# [What you should do]
Copy out each of the items below word for word, but omit the pictures.
Begin Source records
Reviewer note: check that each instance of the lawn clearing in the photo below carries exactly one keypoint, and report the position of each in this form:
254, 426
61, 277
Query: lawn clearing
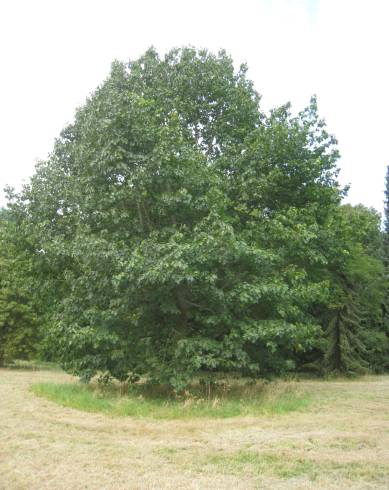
339, 440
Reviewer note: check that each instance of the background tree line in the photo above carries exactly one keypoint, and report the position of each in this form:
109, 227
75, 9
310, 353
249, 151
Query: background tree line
176, 228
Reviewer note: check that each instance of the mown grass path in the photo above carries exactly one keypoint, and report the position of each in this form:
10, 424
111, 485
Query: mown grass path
341, 441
End Source records
# [Response]
Reviewer note: check that each instance of the lawn clearing in the photo below carries exactly one keypoint, and report the position of each in this form:
254, 426
61, 277
Query: lawn clearing
339, 440
Reviewer note: check that each instance of the background tree line in the photo above carries exactly one keypoint, and report the position of each in this form:
109, 227
75, 9
310, 353
249, 151
Query: background tree line
176, 228
Reviewer note: check that each instance of the mown grass path in the photo above carries exactly one keypoint, and report the position of each in this form:
10, 424
111, 485
Query: mown grass path
341, 441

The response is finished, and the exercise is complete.